[Referring expression data]
***
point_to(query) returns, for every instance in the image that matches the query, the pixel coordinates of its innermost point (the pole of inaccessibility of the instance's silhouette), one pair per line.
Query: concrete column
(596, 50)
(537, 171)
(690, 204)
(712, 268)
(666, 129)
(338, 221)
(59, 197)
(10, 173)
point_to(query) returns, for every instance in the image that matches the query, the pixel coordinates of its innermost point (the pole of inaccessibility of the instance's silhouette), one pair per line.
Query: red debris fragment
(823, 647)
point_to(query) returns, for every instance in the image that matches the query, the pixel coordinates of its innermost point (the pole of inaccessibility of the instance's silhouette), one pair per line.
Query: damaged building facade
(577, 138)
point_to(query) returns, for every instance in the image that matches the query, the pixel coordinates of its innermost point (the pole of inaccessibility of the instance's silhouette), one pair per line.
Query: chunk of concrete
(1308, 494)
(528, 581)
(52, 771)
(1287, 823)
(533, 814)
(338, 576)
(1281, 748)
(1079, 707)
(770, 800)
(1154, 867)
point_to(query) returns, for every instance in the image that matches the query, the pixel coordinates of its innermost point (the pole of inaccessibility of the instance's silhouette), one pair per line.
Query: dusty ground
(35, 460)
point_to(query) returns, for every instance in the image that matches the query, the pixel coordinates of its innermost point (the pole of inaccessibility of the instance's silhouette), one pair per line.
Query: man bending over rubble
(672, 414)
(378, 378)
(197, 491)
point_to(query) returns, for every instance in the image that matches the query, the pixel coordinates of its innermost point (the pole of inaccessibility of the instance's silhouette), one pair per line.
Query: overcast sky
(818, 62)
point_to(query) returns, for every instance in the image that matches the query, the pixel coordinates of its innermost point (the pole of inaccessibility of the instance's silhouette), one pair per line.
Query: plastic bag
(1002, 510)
***
◆ TASK
Would you please set down the lines from the one with "Query: overcast sky" to the end of the data above, exactly and without any other lines?

◆ TASK ANSWER
Query: overcast sky
(818, 62)
point_to(query) returns, for every instance in the image that matches the query, the pixel coordinates of its innermost point (the pole of inaccessibility of the instance's silhouette), one pair per line.
Query: plastic bag
(1002, 510)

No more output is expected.